**What you have to do:** Each line of the material below with the word "tire" is to be reported.

**Task input:**
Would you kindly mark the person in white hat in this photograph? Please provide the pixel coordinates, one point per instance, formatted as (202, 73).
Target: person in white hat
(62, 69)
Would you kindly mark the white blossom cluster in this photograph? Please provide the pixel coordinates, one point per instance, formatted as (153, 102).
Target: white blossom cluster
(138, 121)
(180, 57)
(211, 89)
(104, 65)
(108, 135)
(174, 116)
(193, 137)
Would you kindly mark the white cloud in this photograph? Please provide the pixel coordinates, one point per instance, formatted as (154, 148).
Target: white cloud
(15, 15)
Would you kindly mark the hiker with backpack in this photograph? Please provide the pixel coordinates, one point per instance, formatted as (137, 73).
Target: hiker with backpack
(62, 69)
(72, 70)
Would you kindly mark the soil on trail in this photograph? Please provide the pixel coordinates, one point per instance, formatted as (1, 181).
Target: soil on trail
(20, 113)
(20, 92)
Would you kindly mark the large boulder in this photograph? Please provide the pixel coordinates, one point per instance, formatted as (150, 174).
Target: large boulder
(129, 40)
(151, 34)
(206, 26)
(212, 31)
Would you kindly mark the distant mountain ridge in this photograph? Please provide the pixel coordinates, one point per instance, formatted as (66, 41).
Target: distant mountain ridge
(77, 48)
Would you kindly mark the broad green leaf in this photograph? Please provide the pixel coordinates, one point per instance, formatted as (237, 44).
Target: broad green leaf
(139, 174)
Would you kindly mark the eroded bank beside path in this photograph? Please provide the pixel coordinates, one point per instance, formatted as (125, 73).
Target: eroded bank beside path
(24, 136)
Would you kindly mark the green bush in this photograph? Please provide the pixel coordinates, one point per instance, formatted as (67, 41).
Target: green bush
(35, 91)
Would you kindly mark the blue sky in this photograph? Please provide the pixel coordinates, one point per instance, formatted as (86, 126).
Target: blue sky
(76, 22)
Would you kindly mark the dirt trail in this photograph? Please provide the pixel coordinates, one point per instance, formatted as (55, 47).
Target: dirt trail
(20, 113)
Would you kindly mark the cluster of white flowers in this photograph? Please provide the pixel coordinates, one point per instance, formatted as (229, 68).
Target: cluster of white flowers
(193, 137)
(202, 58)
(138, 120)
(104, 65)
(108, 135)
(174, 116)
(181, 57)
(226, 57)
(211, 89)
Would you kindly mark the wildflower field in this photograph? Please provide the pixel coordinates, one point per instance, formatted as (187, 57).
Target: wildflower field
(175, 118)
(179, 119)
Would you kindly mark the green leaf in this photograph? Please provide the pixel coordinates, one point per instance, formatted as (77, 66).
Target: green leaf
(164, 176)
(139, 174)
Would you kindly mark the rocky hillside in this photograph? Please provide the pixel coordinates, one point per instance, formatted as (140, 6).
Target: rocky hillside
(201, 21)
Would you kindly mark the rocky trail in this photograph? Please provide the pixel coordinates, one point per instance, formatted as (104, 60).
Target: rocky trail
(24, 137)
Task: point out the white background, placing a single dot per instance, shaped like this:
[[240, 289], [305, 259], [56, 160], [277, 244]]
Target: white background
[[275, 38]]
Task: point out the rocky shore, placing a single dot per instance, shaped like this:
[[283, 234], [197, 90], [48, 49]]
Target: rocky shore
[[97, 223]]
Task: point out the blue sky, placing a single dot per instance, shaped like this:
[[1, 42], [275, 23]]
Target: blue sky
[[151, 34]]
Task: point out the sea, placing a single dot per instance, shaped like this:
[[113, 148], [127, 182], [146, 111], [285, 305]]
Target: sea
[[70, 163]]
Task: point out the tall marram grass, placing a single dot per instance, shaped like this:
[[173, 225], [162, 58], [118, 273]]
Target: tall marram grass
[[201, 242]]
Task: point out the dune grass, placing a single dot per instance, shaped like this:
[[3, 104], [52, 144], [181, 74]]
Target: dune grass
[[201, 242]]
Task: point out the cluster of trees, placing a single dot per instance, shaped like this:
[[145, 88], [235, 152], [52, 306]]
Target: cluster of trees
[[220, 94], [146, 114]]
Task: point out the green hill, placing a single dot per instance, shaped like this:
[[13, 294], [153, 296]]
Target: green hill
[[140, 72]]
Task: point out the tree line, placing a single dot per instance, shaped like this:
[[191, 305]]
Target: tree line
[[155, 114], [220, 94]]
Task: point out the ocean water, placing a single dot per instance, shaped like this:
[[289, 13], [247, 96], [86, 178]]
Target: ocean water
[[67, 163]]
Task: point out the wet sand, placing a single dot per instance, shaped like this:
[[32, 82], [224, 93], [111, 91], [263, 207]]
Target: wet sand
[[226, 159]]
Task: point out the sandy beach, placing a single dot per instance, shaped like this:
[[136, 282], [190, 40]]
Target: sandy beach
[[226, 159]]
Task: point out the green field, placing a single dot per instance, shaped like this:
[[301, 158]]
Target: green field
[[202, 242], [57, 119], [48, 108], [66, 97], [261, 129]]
...
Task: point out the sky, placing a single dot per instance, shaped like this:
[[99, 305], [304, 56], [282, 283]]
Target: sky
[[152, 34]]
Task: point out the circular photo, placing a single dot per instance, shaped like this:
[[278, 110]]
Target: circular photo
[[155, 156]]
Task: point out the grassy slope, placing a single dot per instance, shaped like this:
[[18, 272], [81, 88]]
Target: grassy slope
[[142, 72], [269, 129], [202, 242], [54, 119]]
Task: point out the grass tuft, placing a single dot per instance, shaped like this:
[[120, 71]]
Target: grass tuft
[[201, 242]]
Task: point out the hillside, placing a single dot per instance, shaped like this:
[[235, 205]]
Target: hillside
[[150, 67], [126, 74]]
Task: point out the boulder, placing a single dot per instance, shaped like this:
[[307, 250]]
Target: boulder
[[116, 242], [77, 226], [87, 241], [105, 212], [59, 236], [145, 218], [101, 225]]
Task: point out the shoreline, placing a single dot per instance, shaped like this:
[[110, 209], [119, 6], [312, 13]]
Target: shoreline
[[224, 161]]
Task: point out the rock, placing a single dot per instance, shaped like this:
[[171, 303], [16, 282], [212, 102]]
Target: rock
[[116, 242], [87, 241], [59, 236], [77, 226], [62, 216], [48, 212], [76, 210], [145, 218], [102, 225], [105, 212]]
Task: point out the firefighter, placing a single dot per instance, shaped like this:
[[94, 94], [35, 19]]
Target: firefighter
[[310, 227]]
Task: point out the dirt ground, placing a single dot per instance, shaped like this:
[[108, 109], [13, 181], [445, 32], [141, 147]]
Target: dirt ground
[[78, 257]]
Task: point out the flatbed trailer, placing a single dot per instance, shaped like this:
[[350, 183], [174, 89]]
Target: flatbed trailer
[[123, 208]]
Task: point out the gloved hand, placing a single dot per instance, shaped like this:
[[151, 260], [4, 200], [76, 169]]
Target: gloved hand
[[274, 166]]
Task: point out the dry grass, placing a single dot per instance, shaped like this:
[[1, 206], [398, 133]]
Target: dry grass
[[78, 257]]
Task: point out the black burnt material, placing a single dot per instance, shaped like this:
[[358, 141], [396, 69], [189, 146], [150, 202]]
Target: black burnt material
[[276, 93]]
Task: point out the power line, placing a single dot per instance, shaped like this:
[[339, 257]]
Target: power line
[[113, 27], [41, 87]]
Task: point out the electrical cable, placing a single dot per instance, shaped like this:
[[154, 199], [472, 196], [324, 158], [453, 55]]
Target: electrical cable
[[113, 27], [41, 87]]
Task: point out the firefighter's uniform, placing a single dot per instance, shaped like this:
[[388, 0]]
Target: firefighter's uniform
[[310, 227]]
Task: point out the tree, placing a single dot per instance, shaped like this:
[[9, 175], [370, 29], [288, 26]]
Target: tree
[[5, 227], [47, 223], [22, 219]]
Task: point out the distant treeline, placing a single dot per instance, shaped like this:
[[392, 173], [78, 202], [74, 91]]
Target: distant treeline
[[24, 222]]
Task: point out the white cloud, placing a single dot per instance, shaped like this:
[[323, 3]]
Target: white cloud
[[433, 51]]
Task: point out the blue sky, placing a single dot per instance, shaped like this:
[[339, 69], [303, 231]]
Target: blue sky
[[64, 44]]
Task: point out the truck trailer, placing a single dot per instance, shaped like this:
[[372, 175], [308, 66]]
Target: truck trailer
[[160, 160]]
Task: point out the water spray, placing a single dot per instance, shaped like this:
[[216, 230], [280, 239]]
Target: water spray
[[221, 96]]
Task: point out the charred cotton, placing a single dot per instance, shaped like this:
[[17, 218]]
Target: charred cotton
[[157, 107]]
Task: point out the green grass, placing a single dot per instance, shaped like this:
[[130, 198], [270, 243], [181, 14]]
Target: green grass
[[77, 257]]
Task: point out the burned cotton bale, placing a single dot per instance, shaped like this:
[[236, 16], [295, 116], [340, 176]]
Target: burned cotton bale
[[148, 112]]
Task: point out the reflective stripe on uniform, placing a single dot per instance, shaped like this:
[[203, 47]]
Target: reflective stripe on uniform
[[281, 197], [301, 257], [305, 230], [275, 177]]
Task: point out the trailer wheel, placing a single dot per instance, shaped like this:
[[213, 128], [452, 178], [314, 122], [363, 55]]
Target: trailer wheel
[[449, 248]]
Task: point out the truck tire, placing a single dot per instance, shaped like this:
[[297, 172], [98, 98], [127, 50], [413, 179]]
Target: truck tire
--
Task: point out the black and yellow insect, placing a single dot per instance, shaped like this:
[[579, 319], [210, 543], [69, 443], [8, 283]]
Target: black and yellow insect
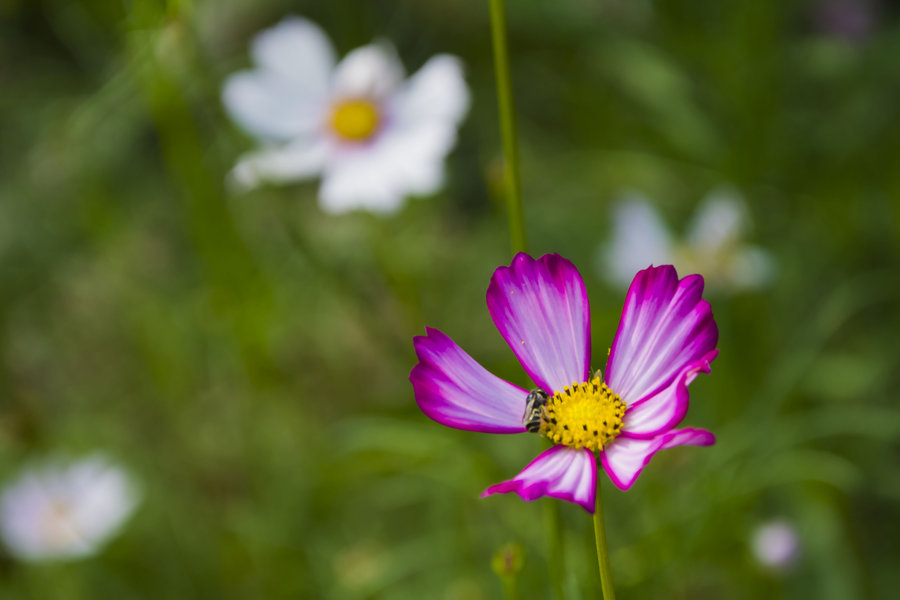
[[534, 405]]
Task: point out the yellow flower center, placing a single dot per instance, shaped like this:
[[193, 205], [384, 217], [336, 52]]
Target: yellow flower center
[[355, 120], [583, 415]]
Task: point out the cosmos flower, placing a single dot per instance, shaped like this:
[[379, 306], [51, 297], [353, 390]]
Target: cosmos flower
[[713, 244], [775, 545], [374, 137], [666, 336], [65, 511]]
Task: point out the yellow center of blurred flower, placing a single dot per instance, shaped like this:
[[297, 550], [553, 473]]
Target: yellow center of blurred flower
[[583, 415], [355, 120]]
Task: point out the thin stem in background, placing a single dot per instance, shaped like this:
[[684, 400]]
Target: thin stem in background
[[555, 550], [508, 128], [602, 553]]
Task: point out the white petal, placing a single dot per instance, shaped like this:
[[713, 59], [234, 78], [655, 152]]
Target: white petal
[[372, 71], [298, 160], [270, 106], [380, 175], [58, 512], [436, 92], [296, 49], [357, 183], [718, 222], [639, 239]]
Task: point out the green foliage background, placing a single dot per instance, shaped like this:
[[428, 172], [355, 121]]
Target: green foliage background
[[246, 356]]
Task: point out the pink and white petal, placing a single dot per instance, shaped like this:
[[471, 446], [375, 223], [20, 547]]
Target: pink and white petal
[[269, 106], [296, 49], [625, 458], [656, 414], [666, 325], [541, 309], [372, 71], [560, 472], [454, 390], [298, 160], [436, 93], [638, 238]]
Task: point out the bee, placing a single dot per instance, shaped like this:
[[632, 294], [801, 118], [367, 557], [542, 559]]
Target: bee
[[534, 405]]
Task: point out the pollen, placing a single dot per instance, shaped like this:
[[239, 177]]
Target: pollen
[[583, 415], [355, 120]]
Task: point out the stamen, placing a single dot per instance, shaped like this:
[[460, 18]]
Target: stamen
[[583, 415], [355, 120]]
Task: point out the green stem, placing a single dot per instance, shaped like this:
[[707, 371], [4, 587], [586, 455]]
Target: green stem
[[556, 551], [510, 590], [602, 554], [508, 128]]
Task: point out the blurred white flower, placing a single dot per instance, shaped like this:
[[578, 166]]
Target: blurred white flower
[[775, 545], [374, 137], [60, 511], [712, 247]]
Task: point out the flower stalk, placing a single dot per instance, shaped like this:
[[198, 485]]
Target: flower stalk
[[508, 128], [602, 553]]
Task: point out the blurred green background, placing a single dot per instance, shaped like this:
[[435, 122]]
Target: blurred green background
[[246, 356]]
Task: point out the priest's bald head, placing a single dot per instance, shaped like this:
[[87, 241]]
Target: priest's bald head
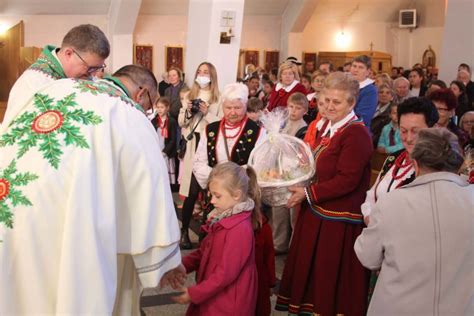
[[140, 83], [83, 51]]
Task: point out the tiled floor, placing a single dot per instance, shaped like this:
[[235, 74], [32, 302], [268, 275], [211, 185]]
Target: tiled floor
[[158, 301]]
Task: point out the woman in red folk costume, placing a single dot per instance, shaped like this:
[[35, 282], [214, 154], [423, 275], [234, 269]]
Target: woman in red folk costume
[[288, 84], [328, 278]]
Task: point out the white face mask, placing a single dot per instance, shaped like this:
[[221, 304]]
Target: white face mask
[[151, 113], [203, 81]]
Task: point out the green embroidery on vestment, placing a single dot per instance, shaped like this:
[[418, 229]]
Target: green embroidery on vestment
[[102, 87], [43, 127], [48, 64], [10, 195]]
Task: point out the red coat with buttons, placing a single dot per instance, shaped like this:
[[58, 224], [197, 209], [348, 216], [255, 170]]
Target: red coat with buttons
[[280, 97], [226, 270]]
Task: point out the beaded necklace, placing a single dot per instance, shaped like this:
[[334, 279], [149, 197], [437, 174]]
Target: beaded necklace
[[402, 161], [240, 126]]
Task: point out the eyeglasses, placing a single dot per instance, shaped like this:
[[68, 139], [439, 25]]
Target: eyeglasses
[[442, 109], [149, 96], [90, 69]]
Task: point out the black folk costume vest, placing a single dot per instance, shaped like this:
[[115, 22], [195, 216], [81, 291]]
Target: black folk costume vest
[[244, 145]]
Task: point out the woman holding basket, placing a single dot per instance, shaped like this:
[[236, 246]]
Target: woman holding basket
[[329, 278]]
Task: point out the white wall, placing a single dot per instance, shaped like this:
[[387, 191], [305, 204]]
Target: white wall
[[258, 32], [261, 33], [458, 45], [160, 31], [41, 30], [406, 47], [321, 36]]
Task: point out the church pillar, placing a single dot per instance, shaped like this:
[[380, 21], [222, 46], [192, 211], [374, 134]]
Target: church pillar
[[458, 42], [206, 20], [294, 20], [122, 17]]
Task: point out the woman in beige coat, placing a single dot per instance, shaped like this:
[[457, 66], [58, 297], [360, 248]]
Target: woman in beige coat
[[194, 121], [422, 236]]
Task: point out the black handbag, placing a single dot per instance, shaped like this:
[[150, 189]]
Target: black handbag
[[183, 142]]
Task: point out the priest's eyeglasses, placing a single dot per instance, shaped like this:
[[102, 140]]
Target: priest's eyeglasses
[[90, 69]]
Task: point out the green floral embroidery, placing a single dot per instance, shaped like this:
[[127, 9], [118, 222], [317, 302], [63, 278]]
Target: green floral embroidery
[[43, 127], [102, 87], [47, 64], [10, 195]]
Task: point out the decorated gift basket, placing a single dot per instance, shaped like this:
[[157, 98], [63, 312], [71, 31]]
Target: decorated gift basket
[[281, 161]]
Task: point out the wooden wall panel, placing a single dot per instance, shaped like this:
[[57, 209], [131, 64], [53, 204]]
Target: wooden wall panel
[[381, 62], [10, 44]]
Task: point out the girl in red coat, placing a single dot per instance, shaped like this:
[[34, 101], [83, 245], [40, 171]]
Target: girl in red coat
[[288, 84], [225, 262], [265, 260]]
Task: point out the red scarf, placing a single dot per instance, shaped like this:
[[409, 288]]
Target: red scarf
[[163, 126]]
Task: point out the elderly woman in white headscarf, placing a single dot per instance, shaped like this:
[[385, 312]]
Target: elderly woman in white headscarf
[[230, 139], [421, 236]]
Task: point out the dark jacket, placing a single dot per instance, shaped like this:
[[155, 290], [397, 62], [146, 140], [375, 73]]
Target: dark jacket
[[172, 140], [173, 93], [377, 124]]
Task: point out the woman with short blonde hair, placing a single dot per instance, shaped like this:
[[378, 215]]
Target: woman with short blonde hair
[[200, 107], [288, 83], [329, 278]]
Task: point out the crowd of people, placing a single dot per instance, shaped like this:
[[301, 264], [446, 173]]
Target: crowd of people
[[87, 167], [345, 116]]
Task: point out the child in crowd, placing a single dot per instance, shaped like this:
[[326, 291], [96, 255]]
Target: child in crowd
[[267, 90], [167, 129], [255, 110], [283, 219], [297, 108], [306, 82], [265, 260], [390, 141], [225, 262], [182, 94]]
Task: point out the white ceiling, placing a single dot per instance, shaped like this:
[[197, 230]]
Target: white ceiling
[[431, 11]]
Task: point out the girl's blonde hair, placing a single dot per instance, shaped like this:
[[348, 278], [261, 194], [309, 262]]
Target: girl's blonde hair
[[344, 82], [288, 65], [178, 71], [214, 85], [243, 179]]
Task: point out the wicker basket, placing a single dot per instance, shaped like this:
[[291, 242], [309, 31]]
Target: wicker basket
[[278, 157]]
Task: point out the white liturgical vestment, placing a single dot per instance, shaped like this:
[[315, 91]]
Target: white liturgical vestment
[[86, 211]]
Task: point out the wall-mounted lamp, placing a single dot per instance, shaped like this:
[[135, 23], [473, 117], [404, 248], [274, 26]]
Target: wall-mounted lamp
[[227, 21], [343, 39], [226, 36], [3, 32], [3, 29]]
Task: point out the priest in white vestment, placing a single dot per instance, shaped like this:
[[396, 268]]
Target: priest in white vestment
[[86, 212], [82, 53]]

**Problem solution:**
Task: point out the truck tire, placing a single dot per instance, shaped like this:
Target: truck tire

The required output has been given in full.